§ **What the exercise asks**
Retype all of the entries that appear below, keeping them exactly as they are.

====== Exercise input

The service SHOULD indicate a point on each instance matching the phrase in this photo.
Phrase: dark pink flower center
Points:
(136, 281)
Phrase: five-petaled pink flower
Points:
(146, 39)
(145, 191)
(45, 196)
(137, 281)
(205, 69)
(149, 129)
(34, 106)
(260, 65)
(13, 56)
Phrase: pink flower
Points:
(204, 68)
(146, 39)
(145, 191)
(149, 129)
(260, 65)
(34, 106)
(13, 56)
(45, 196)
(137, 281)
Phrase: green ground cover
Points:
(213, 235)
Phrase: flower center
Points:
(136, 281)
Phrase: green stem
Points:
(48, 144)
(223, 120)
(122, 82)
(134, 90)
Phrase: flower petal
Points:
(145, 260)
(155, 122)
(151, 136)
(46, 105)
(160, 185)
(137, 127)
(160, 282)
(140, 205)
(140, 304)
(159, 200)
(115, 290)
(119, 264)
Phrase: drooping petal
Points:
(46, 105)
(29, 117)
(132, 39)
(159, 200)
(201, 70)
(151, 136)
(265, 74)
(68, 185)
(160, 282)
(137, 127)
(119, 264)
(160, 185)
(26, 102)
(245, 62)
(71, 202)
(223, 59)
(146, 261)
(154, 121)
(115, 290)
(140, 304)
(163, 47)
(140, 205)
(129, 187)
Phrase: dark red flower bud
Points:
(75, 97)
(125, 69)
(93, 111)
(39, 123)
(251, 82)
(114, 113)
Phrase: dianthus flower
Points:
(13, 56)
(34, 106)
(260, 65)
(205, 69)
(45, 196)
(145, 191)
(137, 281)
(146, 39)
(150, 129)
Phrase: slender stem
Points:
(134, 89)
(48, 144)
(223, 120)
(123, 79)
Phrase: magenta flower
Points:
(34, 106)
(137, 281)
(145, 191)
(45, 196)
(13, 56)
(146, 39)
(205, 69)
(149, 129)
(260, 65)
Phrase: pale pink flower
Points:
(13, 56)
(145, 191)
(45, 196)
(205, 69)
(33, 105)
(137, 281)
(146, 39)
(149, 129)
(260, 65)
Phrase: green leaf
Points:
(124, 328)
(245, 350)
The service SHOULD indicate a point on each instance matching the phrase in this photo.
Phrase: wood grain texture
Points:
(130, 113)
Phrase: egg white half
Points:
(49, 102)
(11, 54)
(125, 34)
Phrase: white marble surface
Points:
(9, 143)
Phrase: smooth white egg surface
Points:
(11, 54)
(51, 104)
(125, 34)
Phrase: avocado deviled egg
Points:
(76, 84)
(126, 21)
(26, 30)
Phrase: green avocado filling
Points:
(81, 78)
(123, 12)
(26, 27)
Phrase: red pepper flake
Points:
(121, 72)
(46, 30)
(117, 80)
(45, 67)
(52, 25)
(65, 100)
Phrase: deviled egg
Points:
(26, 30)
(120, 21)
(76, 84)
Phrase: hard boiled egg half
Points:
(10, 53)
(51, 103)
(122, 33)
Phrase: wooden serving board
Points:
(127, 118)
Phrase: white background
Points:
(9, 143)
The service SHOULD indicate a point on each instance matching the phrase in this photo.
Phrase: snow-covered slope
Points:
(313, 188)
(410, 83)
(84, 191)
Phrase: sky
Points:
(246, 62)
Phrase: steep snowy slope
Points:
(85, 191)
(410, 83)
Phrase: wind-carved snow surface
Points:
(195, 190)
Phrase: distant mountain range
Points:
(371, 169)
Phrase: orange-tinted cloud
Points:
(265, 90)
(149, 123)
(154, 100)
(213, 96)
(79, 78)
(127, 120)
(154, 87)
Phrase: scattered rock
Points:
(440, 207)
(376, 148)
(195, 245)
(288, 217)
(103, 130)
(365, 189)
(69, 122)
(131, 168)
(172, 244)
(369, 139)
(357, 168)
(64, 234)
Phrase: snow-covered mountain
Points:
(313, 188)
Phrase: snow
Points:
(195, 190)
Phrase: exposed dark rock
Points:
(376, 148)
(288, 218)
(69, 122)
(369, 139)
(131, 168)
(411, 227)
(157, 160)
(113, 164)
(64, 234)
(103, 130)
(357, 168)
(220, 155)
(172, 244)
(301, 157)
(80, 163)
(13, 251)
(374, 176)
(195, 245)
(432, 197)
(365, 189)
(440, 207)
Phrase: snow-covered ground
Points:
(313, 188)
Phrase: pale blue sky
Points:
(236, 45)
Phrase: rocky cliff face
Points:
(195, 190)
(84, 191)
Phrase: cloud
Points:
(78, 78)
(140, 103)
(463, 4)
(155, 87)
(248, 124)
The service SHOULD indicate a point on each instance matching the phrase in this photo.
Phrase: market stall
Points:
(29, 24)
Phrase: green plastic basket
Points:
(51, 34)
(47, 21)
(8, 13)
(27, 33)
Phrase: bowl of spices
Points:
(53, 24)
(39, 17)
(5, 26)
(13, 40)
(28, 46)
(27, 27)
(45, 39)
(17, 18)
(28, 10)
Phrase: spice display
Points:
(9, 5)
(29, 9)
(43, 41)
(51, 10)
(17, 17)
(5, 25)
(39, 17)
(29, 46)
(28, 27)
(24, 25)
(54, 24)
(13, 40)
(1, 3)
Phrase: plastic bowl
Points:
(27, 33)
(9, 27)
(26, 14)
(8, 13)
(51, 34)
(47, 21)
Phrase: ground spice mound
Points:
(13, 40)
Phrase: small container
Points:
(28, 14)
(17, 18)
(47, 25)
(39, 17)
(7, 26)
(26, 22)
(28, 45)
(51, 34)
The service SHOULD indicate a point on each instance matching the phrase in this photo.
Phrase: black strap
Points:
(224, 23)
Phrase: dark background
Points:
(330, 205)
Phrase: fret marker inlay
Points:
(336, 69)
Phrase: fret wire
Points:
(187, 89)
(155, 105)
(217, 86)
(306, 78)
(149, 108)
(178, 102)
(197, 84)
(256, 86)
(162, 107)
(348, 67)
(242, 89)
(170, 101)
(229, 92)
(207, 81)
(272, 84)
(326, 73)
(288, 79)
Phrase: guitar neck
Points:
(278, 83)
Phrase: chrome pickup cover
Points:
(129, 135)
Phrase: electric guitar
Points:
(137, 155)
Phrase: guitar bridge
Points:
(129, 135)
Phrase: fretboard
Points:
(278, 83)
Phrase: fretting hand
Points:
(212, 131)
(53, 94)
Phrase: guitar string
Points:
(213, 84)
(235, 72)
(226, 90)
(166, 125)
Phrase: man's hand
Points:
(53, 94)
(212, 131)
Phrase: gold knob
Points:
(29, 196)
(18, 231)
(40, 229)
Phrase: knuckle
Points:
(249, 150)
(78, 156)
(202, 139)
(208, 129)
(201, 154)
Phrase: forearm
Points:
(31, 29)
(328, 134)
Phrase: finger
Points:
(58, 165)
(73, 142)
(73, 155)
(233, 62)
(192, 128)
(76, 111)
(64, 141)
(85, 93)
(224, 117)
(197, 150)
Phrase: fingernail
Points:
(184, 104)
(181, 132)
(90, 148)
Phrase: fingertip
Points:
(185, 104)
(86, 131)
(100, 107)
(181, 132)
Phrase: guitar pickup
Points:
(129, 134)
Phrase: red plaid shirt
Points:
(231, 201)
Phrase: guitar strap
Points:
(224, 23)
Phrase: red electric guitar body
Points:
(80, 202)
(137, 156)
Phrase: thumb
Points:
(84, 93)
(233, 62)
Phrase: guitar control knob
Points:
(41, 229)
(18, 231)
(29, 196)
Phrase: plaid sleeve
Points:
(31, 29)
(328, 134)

============

§ **Exercise output**
The service SHOULD indicate a point on each instance matching the phrase in this photo.
Phrase: dark pink flower center
Points:
(136, 281)
Phrase: five-petaled pink flower
Points:
(146, 39)
(145, 191)
(45, 196)
(137, 281)
(205, 69)
(149, 129)
(34, 106)
(260, 65)
(13, 56)
Phrase: pink flower
Points:
(204, 68)
(146, 39)
(145, 191)
(149, 129)
(260, 65)
(34, 106)
(13, 56)
(45, 196)
(137, 281)
Phrase: green ground cover
Points:
(213, 235)
Phrase: flower center
Points:
(136, 281)
Phrase: green stem
Points:
(48, 144)
(223, 120)
(122, 82)
(134, 90)
Phrase: flower petal
Points:
(145, 260)
(155, 122)
(151, 136)
(46, 105)
(160, 185)
(137, 127)
(160, 282)
(140, 205)
(140, 304)
(159, 200)
(115, 290)
(119, 264)
Phrase: drooping petal
Points:
(46, 105)
(29, 117)
(132, 39)
(159, 200)
(201, 70)
(151, 136)
(265, 74)
(68, 185)
(160, 282)
(137, 127)
(119, 264)
(160, 185)
(26, 102)
(245, 62)
(71, 202)
(223, 59)
(146, 261)
(154, 121)
(115, 290)
(140, 304)
(163, 47)
(140, 205)
(129, 187)
Phrase: dark red flower bud
Points:
(75, 97)
(125, 69)
(93, 111)
(39, 123)
(251, 82)
(114, 113)
Phrase: dianthus flower
Points:
(13, 56)
(34, 106)
(260, 65)
(205, 69)
(45, 196)
(145, 191)
(137, 281)
(146, 39)
(150, 129)
Phrase: slender stem
Points:
(134, 89)
(48, 144)
(223, 120)
(123, 79)
Phrase: magenta flower
Points:
(34, 106)
(137, 281)
(145, 191)
(45, 196)
(13, 56)
(146, 39)
(205, 69)
(149, 129)
(260, 65)
Phrase: pale pink flower
Points:
(13, 56)
(145, 191)
(45, 196)
(205, 69)
(33, 105)
(137, 281)
(146, 39)
(149, 129)
(260, 65)
Phrase: green leaf
Points:
(124, 328)
(245, 350)
The service SHOULD indicate a point on each instance matching the phrase in this photo.
Phrase: wood grain texture
Points:
(130, 113)
Phrase: egg white half
Points:
(49, 102)
(11, 54)
(125, 34)
Phrase: white marble surface
Points:
(9, 143)
Phrase: smooth white egg surface
Points:
(11, 54)
(51, 104)
(125, 34)
Phrase: avocado deviled egg
Points:
(76, 84)
(126, 21)
(26, 30)
Phrase: green avocado filling
Points:
(81, 78)
(123, 12)
(26, 27)
Phrase: red pepper flake
Points:
(121, 72)
(46, 30)
(117, 80)
(45, 67)
(52, 25)
(65, 100)
Phrase: deviled egg
Points:
(26, 30)
(120, 21)
(76, 84)
Phrase: hard boiled egg half
Points:
(10, 53)
(51, 103)
(122, 33)
Phrase: wooden serving board
Points:
(127, 118)
Phrase: white background
Points:
(9, 143)
The service SHOULD indicate a point on each instance matching the phrase in this photo.
Phrase: snow-covered slope
Points:
(313, 188)
(410, 83)
(84, 191)
Phrase: sky
Points:
(246, 62)
Phrase: steep snowy slope
Points:
(85, 191)
(410, 83)
Phrase: wind-carved snow surface
Points:
(195, 190)
Phrase: distant mountain range
Points:
(371, 169)
Phrase: orange-tinted cloud
Points:
(265, 90)
(149, 123)
(154, 100)
(213, 96)
(79, 78)
(127, 120)
(154, 87)
Phrase: scattered rock
Points:
(440, 207)
(376, 148)
(195, 245)
(288, 217)
(103, 130)
(365, 189)
(69, 122)
(131, 168)
(172, 244)
(369, 139)
(357, 168)
(64, 234)
Phrase: snow-covered mountain
Points:
(313, 188)
Phrase: snow
Points:
(195, 190)
Phrase: exposed dark rock
Points:
(376, 148)
(288, 218)
(69, 122)
(369, 139)
(131, 168)
(411, 227)
(157, 160)
(113, 164)
(64, 234)
(103, 130)
(357, 168)
(220, 155)
(172, 244)
(301, 157)
(80, 163)
(13, 251)
(374, 176)
(195, 245)
(432, 197)
(365, 189)
(440, 207)
Phrase: snow-covered ground
Points:
(313, 188)
Phrase: pale blue sky
Points:
(236, 45)
Phrase: rocky cliff face
Points:
(195, 190)
(84, 191)
Phrase: cloud
Points:
(78, 78)
(140, 103)
(463, 4)
(155, 87)
(248, 124)
The service SHOULD indicate a point on each instance matching the phrase in this photo.
Phrase: market stall
Points:
(29, 24)
Phrase: green plastic basket
Points:
(51, 34)
(47, 21)
(8, 13)
(27, 33)
Phrase: bowl of spices
Points:
(53, 24)
(39, 17)
(5, 26)
(13, 40)
(28, 46)
(27, 27)
(45, 39)
(17, 18)
(28, 10)
Phrase: spice display
Points:
(9, 5)
(29, 9)
(43, 41)
(51, 10)
(17, 17)
(5, 25)
(39, 17)
(29, 46)
(28, 27)
(24, 25)
(54, 24)
(13, 40)
(1, 3)
Phrase: plastic bowl
Points:
(27, 33)
(9, 27)
(26, 14)
(8, 13)
(51, 34)
(47, 21)
Phrase: ground spice mound
Points:
(13, 40)
Phrase: small container
Points:
(28, 14)
(17, 18)
(47, 25)
(39, 17)
(7, 26)
(26, 22)
(28, 45)
(51, 34)
The service SHOULD indicate a point on each instance matching the phrase in this photo.
Phrase: black strap
Points:
(224, 23)
Phrase: dark background
Points:
(330, 205)
Phrase: fret marker inlay
Points:
(336, 69)
Phrase: fret wire
Points:
(187, 89)
(155, 105)
(217, 86)
(306, 78)
(149, 108)
(178, 102)
(197, 84)
(256, 86)
(162, 107)
(348, 67)
(242, 89)
(170, 101)
(229, 92)
(207, 81)
(272, 84)
(326, 73)
(288, 79)
Phrase: guitar neck
Points:
(278, 83)
Phrase: chrome pickup cover
Points:
(129, 135)
Phrase: electric guitar
Points:
(137, 155)
Phrase: guitar bridge
Points:
(129, 135)
Phrase: fretboard
Points:
(278, 83)
Phrase: fretting hand
Points:
(212, 131)
(53, 94)
Phrase: guitar string
Points:
(213, 84)
(235, 72)
(226, 90)
(166, 125)
Phrase: man's hand
Points:
(53, 94)
(212, 131)
Phrase: gold knob
Points:
(29, 196)
(18, 231)
(40, 229)
Phrase: knuckle
Points:
(249, 150)
(78, 156)
(202, 139)
(208, 129)
(201, 154)
Phrase: forearm
Points:
(31, 29)
(328, 134)
Phrase: finger
Points:
(58, 165)
(73, 142)
(73, 155)
(233, 62)
(192, 128)
(76, 111)
(64, 141)
(85, 93)
(224, 117)
(197, 150)
Phrase: fingernail
Points:
(184, 104)
(181, 132)
(90, 148)
Phrase: fingertip
Points:
(185, 104)
(86, 131)
(100, 107)
(181, 132)
Phrase: guitar pickup
Points:
(129, 134)
Phrase: red plaid shirt
Points:
(231, 201)
Phrase: guitar strap
Points:
(224, 23)
Phrase: red electric guitar body
Points:
(80, 202)
(137, 156)
Phrase: thumb
Points:
(84, 93)
(233, 62)
Phrase: guitar control knob
Points:
(41, 229)
(18, 231)
(29, 196)
Phrase: plaid sleeve
Points:
(31, 29)
(328, 134)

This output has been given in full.